[INSTRUCTIONS FOR THE TASK]
Pick out every line of the material below that holds the string "heel" and copy each one. Case counts.

[Excerpts of pointing data]
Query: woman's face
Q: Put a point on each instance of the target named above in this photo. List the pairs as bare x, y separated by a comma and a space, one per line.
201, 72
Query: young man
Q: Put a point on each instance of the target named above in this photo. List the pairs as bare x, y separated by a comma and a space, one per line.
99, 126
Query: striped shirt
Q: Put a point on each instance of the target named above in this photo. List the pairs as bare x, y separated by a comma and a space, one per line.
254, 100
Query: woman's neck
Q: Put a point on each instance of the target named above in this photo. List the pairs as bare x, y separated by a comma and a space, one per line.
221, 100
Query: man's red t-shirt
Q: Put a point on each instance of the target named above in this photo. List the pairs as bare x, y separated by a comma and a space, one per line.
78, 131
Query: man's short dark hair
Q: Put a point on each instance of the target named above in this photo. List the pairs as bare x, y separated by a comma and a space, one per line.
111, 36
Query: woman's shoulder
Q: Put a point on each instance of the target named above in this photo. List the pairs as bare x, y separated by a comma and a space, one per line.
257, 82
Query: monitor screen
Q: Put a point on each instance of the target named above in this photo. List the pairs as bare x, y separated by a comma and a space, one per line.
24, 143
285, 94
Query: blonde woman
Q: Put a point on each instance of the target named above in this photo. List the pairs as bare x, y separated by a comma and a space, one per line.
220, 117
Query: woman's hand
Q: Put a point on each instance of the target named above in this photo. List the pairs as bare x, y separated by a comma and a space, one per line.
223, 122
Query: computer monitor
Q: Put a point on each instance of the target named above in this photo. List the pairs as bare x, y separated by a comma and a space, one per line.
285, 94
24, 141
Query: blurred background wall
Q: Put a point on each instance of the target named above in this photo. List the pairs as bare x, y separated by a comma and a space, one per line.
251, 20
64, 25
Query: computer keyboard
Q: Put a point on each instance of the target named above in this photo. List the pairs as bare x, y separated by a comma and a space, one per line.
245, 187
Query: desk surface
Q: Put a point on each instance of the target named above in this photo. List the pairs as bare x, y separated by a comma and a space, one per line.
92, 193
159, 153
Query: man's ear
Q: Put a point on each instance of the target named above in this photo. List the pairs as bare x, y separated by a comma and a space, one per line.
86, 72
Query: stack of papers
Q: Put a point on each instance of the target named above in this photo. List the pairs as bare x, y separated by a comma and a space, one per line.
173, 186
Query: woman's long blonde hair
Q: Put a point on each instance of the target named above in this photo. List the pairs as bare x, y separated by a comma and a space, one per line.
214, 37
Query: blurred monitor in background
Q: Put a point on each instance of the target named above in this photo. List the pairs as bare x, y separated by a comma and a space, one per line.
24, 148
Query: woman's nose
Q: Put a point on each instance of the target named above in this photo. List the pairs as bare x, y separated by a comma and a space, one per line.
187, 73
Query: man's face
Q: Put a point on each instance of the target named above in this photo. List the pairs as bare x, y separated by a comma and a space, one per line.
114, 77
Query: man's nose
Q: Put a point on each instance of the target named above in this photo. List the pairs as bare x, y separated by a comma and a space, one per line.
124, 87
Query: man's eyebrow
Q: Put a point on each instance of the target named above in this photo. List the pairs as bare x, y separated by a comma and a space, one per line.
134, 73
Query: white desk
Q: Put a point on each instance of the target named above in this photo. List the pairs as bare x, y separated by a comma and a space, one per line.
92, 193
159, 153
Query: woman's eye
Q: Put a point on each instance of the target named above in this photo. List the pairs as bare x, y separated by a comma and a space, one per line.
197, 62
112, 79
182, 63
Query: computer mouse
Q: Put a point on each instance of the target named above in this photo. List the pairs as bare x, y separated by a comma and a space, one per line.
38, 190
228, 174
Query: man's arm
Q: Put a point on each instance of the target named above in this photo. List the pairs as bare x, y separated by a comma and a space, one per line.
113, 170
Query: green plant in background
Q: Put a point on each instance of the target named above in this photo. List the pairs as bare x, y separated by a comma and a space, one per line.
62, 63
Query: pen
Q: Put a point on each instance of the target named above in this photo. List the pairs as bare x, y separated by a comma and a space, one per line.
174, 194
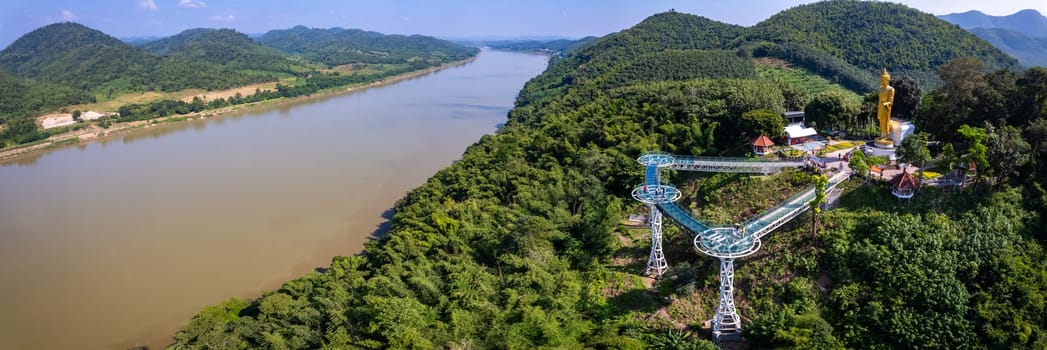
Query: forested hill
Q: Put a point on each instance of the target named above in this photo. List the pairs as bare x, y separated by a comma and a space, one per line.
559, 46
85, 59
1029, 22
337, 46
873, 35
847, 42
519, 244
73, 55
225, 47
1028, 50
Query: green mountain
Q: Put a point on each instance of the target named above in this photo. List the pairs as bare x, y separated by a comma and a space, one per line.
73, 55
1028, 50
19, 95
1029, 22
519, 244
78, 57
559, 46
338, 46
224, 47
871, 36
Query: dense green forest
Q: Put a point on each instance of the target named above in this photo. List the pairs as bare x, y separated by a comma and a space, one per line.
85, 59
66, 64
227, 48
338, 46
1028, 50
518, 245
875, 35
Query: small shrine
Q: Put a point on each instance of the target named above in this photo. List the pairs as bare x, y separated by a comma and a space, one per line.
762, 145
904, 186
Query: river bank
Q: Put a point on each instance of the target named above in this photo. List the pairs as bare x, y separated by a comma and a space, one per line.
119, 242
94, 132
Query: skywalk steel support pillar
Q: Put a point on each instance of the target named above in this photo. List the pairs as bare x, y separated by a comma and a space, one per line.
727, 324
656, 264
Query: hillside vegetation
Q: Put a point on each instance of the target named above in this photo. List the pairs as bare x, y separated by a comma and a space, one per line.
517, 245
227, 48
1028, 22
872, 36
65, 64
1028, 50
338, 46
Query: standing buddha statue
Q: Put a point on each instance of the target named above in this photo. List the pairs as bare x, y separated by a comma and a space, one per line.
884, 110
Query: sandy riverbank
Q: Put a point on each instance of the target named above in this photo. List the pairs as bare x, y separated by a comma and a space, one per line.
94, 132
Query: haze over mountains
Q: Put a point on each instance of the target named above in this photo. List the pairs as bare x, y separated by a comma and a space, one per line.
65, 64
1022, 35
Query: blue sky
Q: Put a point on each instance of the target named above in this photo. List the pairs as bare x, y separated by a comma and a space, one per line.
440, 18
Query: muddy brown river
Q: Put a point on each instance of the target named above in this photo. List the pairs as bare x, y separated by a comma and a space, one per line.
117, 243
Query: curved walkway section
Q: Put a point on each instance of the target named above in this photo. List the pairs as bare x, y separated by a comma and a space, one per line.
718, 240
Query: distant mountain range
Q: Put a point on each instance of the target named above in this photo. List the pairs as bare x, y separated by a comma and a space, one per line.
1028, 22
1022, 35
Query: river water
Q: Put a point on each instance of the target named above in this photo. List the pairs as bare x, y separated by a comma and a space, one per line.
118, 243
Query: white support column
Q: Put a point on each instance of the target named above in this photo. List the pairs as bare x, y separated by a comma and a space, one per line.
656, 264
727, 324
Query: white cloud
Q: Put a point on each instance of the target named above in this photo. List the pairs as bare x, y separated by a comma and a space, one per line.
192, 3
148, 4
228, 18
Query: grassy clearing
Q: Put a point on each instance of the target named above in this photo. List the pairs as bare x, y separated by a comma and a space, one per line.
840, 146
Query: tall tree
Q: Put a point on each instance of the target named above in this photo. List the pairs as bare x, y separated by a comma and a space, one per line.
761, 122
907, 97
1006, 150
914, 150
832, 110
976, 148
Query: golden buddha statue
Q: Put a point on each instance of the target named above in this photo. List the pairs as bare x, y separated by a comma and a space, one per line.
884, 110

==

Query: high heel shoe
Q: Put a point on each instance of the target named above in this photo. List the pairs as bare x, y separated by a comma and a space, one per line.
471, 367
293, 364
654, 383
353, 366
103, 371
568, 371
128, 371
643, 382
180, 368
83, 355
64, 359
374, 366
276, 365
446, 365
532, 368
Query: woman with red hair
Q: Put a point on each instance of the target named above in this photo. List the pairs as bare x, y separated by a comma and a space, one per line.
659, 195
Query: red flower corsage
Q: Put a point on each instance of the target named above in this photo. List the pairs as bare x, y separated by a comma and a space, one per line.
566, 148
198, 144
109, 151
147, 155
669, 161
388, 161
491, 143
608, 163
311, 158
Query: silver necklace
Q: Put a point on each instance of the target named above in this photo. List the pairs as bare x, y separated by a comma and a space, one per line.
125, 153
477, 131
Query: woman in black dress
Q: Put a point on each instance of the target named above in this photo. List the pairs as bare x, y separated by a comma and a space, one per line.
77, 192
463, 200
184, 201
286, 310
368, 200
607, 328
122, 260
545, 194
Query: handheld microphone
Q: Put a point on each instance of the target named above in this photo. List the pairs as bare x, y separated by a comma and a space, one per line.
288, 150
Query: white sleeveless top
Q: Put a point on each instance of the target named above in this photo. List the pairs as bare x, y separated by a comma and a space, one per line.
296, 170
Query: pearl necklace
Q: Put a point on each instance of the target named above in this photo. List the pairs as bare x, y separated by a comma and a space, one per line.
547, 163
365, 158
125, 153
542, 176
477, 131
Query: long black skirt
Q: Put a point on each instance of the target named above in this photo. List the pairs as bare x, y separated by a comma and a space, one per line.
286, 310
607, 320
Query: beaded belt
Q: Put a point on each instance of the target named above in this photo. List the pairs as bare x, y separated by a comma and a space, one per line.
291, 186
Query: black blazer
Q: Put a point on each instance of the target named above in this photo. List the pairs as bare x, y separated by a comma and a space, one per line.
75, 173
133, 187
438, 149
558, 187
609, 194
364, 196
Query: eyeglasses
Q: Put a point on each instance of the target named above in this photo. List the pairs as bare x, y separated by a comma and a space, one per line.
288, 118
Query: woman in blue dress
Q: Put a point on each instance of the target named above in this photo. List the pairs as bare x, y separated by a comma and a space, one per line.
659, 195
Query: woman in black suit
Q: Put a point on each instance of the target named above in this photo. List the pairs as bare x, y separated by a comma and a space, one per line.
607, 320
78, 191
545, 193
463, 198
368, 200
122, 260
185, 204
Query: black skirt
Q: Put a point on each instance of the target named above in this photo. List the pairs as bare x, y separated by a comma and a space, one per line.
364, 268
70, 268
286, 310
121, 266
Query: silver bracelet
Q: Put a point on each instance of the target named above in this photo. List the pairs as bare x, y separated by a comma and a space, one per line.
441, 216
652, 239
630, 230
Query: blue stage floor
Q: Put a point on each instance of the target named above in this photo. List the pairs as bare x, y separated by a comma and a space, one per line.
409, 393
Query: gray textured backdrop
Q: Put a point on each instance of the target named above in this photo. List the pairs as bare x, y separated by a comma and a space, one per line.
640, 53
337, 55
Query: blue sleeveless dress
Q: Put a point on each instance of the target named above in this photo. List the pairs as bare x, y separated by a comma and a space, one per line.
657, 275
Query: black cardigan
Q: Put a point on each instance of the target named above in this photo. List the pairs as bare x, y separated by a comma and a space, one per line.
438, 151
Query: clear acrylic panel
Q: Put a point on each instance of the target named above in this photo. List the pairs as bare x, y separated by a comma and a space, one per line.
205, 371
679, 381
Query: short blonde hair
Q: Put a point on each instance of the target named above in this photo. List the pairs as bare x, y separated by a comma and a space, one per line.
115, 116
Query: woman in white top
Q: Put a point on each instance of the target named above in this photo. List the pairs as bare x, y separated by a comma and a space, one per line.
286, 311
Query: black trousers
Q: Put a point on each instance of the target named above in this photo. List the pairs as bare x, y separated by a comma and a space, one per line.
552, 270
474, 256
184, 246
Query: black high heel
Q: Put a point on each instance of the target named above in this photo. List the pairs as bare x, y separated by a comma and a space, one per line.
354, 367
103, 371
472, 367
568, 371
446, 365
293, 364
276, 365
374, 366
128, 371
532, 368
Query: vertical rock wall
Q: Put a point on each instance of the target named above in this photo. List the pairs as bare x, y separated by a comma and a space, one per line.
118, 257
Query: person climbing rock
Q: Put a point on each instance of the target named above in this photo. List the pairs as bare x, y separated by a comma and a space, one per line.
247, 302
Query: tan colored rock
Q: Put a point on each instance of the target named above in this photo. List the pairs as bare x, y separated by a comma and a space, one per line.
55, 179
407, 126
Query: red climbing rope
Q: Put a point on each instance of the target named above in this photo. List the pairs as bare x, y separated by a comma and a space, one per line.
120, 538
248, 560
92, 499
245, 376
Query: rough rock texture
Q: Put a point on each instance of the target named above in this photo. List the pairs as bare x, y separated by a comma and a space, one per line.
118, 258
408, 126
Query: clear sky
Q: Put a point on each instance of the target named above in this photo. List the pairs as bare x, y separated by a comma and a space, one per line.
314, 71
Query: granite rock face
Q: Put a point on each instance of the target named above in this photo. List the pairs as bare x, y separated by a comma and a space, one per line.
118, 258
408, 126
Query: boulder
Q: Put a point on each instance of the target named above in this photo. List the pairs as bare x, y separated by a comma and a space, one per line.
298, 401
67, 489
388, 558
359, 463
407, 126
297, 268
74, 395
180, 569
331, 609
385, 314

[CORRECT OUTPUT]
Query: high heel shoe
Query: black high heel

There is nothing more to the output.